>> Begin DATASET EXCERPTS

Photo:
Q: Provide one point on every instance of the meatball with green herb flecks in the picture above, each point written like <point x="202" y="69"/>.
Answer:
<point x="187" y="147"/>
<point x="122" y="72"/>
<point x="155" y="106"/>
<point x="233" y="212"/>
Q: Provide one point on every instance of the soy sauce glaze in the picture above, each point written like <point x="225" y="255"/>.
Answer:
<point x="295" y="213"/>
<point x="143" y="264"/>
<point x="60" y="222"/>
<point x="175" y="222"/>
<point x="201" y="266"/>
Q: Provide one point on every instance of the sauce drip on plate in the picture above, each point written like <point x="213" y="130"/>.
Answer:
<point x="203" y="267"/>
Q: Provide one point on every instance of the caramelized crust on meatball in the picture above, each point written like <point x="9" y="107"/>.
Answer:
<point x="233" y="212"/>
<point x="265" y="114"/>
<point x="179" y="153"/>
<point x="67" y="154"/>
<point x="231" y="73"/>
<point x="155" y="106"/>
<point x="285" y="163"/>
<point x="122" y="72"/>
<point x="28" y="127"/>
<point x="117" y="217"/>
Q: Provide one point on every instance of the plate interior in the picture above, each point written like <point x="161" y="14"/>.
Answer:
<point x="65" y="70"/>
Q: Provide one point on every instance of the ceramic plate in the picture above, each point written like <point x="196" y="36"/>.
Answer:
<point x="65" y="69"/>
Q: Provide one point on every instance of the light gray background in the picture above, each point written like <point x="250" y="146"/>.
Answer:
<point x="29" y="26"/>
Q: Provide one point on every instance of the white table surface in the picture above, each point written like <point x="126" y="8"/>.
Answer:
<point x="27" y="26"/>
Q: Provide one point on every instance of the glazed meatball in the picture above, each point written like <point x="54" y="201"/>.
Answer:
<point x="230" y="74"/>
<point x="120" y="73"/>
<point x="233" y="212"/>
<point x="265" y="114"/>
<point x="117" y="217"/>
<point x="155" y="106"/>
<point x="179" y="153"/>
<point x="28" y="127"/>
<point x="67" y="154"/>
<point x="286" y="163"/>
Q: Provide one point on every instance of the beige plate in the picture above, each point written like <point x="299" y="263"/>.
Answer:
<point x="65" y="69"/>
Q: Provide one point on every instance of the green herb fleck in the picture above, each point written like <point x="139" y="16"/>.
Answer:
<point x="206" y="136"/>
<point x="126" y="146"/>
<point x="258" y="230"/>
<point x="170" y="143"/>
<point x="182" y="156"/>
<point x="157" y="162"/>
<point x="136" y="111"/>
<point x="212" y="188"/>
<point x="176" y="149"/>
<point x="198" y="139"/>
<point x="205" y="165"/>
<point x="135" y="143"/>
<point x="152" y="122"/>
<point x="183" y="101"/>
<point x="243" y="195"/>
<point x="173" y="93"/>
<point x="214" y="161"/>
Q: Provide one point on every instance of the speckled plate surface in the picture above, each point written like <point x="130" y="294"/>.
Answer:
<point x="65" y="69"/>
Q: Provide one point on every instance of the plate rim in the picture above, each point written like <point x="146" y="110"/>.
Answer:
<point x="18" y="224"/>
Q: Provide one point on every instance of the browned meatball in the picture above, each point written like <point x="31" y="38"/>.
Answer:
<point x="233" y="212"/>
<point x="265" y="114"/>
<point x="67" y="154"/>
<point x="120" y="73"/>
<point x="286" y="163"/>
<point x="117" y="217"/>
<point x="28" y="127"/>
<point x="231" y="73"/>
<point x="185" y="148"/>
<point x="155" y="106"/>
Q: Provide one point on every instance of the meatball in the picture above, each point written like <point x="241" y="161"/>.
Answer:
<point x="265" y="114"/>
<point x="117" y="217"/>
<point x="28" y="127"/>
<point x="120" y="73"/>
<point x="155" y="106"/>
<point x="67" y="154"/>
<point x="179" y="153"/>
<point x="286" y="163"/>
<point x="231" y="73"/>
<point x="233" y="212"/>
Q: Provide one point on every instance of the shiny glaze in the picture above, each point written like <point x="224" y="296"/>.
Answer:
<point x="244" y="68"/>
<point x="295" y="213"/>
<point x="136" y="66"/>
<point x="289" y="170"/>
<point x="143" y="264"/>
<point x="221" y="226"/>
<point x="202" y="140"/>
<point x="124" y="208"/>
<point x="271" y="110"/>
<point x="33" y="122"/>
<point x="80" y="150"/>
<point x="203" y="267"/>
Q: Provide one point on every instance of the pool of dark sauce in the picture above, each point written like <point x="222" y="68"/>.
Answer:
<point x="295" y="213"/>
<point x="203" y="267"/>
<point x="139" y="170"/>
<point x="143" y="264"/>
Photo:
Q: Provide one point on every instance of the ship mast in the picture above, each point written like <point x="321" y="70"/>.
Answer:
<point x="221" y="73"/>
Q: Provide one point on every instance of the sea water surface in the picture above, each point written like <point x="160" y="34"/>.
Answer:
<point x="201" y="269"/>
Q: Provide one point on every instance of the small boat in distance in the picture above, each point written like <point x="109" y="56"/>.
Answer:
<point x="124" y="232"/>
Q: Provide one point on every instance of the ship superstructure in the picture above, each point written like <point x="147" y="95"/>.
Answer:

>> End DATASET EXCERPTS

TASK DETAILS
Extract the full listing above without altering anything.

TASK RESPONSE
Photo:
Q: Provide one point on every instance of the meatball with green herb flecks in the picture above, each point written like <point x="202" y="69"/>.
Answer:
<point x="187" y="147"/>
<point x="122" y="72"/>
<point x="155" y="106"/>
<point x="233" y="212"/>
Q: Provide one point on every instance of the soy sauce glaze in the picture above, each point written like <point x="225" y="255"/>.
Answer:
<point x="295" y="213"/>
<point x="143" y="264"/>
<point x="60" y="222"/>
<point x="175" y="222"/>
<point x="201" y="266"/>
Q: Provide one point on every instance of the sauce drip on plate in the picture above, each point written like <point x="213" y="130"/>.
Answer:
<point x="203" y="267"/>
Q: Provide one point on every instance of the caramelized crust on meatball in the picture above, each point written like <point x="9" y="107"/>.
Answer:
<point x="233" y="212"/>
<point x="265" y="114"/>
<point x="179" y="153"/>
<point x="67" y="154"/>
<point x="231" y="73"/>
<point x="155" y="106"/>
<point x="285" y="163"/>
<point x="122" y="72"/>
<point x="28" y="127"/>
<point x="117" y="217"/>
Q: Provide one point on every instance of the plate interior in the picture above, each point written like <point x="161" y="14"/>.
Answer:
<point x="65" y="70"/>
Q: Provide one point on every instance of the ceramic plate in the picture above, each point written like <point x="196" y="36"/>.
Answer:
<point x="65" y="69"/>
Q: Provide one point on every instance of the light gray background in the picture above, each point written like <point x="250" y="146"/>.
Answer:
<point x="29" y="26"/>
Q: Provide one point on every instance of the white table surface in the picture above, each point written like <point x="126" y="8"/>.
Answer:
<point x="27" y="26"/>
Q: Provide one point on every instance of the glazed meatball in the picture above, each point written like <point x="54" y="201"/>.
Answer:
<point x="230" y="74"/>
<point x="120" y="73"/>
<point x="233" y="212"/>
<point x="265" y="114"/>
<point x="117" y="217"/>
<point x="155" y="106"/>
<point x="179" y="153"/>
<point x="28" y="127"/>
<point x="67" y="154"/>
<point x="286" y="163"/>
Q: Provide one point on every instance of the beige plate in the picture above, each point written like <point x="299" y="263"/>.
Answer:
<point x="65" y="69"/>
Q: Provide one point on every instance of the green herb fleck in the picture above, each point written like <point x="139" y="16"/>.
Answer:
<point x="206" y="136"/>
<point x="126" y="146"/>
<point x="258" y="230"/>
<point x="170" y="143"/>
<point x="182" y="156"/>
<point x="157" y="162"/>
<point x="136" y="111"/>
<point x="212" y="188"/>
<point x="176" y="149"/>
<point x="198" y="139"/>
<point x="205" y="165"/>
<point x="135" y="143"/>
<point x="152" y="122"/>
<point x="183" y="101"/>
<point x="243" y="195"/>
<point x="173" y="93"/>
<point x="214" y="161"/>
Q: Provide one point on every instance of the speckled plate surface in the picture above, each point written like <point x="130" y="294"/>.
Answer:
<point x="65" y="69"/>
Q: Provide one point on every instance of the plate rim in the picture above, each point written like <point x="146" y="110"/>.
Answer:
<point x="18" y="224"/>
Q: Provide one point on every instance of the browned meatball in the picture above, each point written like <point x="31" y="38"/>.
Answer:
<point x="233" y="212"/>
<point x="265" y="114"/>
<point x="67" y="154"/>
<point x="120" y="73"/>
<point x="286" y="163"/>
<point x="117" y="217"/>
<point x="28" y="127"/>
<point x="231" y="73"/>
<point x="185" y="148"/>
<point x="155" y="106"/>
Q: Provide one point on every instance of the meatball in the picture above, each point written like <point x="241" y="161"/>.
Answer:
<point x="265" y="114"/>
<point x="117" y="217"/>
<point x="28" y="127"/>
<point x="120" y="73"/>
<point x="155" y="106"/>
<point x="67" y="154"/>
<point x="179" y="153"/>
<point x="286" y="163"/>
<point x="231" y="73"/>
<point x="233" y="212"/>
Q: Provide one point on every instance of the shiny glaze in the picture above, each point written like <point x="224" y="296"/>.
Answer:
<point x="244" y="68"/>
<point x="295" y="213"/>
<point x="136" y="66"/>
<point x="289" y="170"/>
<point x="143" y="264"/>
<point x="221" y="226"/>
<point x="202" y="140"/>
<point x="124" y="208"/>
<point x="271" y="110"/>
<point x="33" y="122"/>
<point x="80" y="150"/>
<point x="203" y="267"/>
Q: Provide one point on every instance of the pool of dark sauce in the picture above, each point written like <point x="222" y="68"/>.
Answer:
<point x="295" y="213"/>
<point x="203" y="267"/>
<point x="139" y="170"/>
<point x="143" y="264"/>
Photo:
Q: Provide one point on every instance of the ship mast in the picture above, each point written like <point x="321" y="70"/>.
Answer:
<point x="221" y="73"/>
Q: Provide one point on every instance of the sea water surface in the picture above, each point written like <point x="160" y="34"/>.
Answer:
<point x="201" y="269"/>
Q: Provide one point on every instance of the small boat in distance in the picture above, each point written like <point x="109" y="56"/>.
Answer:
<point x="124" y="232"/>
Q: Provide one point on every instance of the ship superstructure in the picture above, each point written like <point x="147" y="95"/>.
Answer:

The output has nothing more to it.